SET TASK. Output the data below in full, byte for byte. Nothing may differ.
▬▬▬
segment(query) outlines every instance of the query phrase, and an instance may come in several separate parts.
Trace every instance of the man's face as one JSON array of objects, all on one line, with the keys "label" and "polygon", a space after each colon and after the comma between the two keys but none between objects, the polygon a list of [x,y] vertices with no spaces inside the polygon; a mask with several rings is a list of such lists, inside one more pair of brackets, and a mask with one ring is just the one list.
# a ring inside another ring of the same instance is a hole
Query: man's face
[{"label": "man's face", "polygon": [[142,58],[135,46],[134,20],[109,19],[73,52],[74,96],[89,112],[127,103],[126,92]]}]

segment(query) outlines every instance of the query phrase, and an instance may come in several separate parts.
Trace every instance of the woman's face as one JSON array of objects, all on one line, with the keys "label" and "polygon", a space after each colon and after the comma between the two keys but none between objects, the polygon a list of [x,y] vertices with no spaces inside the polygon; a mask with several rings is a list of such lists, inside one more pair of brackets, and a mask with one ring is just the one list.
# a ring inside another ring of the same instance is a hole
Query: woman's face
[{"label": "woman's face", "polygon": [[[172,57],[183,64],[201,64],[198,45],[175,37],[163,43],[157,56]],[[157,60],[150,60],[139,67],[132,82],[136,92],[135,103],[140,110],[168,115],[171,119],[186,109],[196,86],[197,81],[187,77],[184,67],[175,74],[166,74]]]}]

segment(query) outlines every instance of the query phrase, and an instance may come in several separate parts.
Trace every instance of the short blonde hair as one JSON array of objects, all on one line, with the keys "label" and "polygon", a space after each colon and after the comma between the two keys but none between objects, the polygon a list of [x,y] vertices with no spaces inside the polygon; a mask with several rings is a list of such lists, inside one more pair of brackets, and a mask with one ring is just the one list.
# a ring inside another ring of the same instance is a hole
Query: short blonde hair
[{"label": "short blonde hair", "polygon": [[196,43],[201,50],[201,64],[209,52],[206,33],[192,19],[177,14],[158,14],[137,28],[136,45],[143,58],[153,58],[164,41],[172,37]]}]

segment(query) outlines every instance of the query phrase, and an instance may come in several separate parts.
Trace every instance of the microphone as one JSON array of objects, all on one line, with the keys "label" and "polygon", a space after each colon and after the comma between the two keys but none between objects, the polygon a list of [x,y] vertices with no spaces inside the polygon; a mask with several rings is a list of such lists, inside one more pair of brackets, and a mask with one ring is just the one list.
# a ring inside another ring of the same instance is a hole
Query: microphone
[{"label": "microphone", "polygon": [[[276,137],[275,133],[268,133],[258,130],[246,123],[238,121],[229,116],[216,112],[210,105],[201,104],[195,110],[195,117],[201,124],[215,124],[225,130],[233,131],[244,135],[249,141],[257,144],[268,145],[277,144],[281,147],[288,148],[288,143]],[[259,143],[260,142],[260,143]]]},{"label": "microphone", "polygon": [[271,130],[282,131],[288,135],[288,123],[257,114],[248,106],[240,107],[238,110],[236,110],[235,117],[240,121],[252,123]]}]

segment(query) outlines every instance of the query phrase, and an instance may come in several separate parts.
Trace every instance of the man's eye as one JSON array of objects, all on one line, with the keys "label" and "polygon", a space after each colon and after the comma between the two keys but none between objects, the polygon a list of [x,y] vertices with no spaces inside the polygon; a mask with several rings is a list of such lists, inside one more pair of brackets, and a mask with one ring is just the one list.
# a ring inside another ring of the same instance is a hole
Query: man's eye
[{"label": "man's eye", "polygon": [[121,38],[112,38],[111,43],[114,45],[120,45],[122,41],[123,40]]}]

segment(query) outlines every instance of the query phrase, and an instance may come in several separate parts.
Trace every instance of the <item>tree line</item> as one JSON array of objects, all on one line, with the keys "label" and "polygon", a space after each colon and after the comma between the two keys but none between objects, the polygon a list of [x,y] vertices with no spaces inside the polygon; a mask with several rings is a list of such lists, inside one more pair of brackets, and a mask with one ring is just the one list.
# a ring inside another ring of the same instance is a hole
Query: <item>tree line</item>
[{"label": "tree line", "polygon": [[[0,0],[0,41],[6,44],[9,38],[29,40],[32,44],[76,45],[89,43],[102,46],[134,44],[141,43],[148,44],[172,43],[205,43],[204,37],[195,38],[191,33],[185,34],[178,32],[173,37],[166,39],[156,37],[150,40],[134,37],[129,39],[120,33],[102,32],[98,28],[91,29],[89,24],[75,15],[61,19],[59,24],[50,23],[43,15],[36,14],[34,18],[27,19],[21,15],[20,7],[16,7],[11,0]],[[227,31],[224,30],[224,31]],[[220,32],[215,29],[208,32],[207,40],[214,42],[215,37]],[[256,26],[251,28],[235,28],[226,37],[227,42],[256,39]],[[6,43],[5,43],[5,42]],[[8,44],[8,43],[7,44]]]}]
▬▬▬
WRITTEN ANSWER.
segment(query) outlines every instance of the query phrase, and an instance may come in several separate parts.
Trace every instance of the man's face as one JSON array of objects, all on one line, with the keys "label" and "polygon", a space after each colon and after the comma between the two keys but none between objects, the polygon a list of [x,y] vertices with no spaces inside the polygon; a mask with several rings is a list of such lists, inside one more pair of brackets, and a mask with one ring is just the one list.
# a ring inside another ring of the same instance is a hole
Query: man's face
[{"label": "man's face", "polygon": [[142,58],[135,46],[134,20],[109,19],[73,52],[74,96],[89,112],[127,103],[126,92]]}]

segment(query) outlines every instance of the query phrase, and an instance may come in several separate parts.
Trace every instance of the woman's face as one JSON array of objects, all on one line, with the keys "label" and "polygon", a space after each colon and after the comma between the two keys but none between objects, the polygon a list of [x,y] vertices with no spaces inside the polygon; a mask with several rings is a list of such lists, inside one more pair of brackets, and a mask with one ring is just the one list.
# a ring inside another ring of the same instance is a hole
Query: woman's face
[{"label": "woman's face", "polygon": [[[172,57],[183,64],[201,64],[198,45],[175,37],[163,43],[157,56]],[[157,60],[150,60],[139,67],[132,82],[136,92],[135,103],[140,110],[168,115],[171,119],[186,109],[196,86],[197,81],[187,77],[184,67],[175,74],[166,74]]]}]

segment(query) outlines every instance of the query phrase, and an instance may come in several separate parts.
Trace every instance of the short blonde hair as one JSON array of objects, all on one line, with the keys "label" and "polygon", a space after each colon and after the comma between the two keys but none between objects, the polygon a list of [x,y] vertices with no spaces inside the polygon; a mask with several rings is a list of such lists, inside one more pair of brackets, and a mask with one ring is just the one list.
# a ring inside another ring of the same instance is a hole
Query: short blonde hair
[{"label": "short blonde hair", "polygon": [[196,43],[201,50],[201,64],[209,52],[206,33],[192,19],[177,14],[158,14],[137,28],[136,45],[143,58],[153,58],[164,41],[172,37]]}]

segment(query) outlines every instance of the query phrase, and an instance may come in several separate parts.
Trace every instance of the microphone as one JSON array of objects, all on one line, with the keys "label" and "polygon", a space after each colon and after the comma between the two keys but none between objects, the polygon a list of [x,y] vertices with no spaces inside the polygon; a mask with several rings is a list of such lists, inside one more pair of brackets, and a mask with one ring is just the one list.
# a ring inside another ring of the same instance is a hole
Query: microphone
[{"label": "microphone", "polygon": [[[276,137],[275,133],[268,133],[258,130],[246,123],[238,121],[229,116],[216,112],[210,105],[201,104],[195,110],[195,117],[201,124],[215,124],[225,130],[233,131],[244,135],[249,141],[257,144],[268,145],[277,144],[281,147],[288,148],[288,143]],[[259,143],[260,142],[260,143]]]},{"label": "microphone", "polygon": [[271,130],[282,131],[288,135],[288,123],[257,114],[248,106],[240,107],[238,110],[236,110],[235,117],[240,121],[252,123]]}]

segment(query) outlines every instance of the query phrase, and an instance may come in several separate parts.
Trace every instance of the man's eye as one JSON array of objects, all on one line, with the keys "label" and "polygon", a space after each colon and after the comma between the two keys but none between objects, the polygon a list of [x,y] vertices with no spaces inside the polygon; a mask with several rings is a list of such lists, inside one more pair of brackets, and a mask with one ring is just the one list.
# a ring inside another ring of the same instance is a hole
Query: man's eye
[{"label": "man's eye", "polygon": [[121,38],[112,38],[111,43],[114,45],[120,45],[122,41],[123,40]]}]

segment(query) outlines every instance of the query phrase, and an instance may come in several separate parts.
Trace every instance of the <item>tree line</item> as one JSON array of objects, all on one line, with the keys "label" and "polygon", a space after each colon and after the comma between the two keys but none between objects, the polygon a list of [x,y] vertices with no spaces inside the polygon; a mask with several rings is a list of such lists, inside one more pair of brackets, and a mask with one ring is just the one list.
# a ring inside another ring of the same instance is a hole
Query: <item>tree line</item>
[{"label": "tree line", "polygon": [[[0,0],[0,41],[6,44],[9,38],[29,40],[32,44],[76,45],[89,43],[102,46],[134,44],[141,43],[148,44],[172,43],[205,43],[204,37],[195,38],[191,33],[185,34],[178,32],[173,37],[166,39],[156,37],[150,40],[134,37],[129,39],[120,33],[102,32],[98,28],[91,29],[89,24],[75,15],[61,19],[59,24],[50,23],[43,15],[36,14],[34,18],[27,19],[21,15],[20,7],[16,7],[11,0]],[[227,31],[224,30],[224,31]],[[220,32],[215,29],[208,32],[207,40],[214,42],[215,37]],[[256,26],[251,28],[235,28],[226,37],[227,42],[256,39]],[[6,43],[5,43],[5,42]],[[8,44],[8,43],[7,44]]]}]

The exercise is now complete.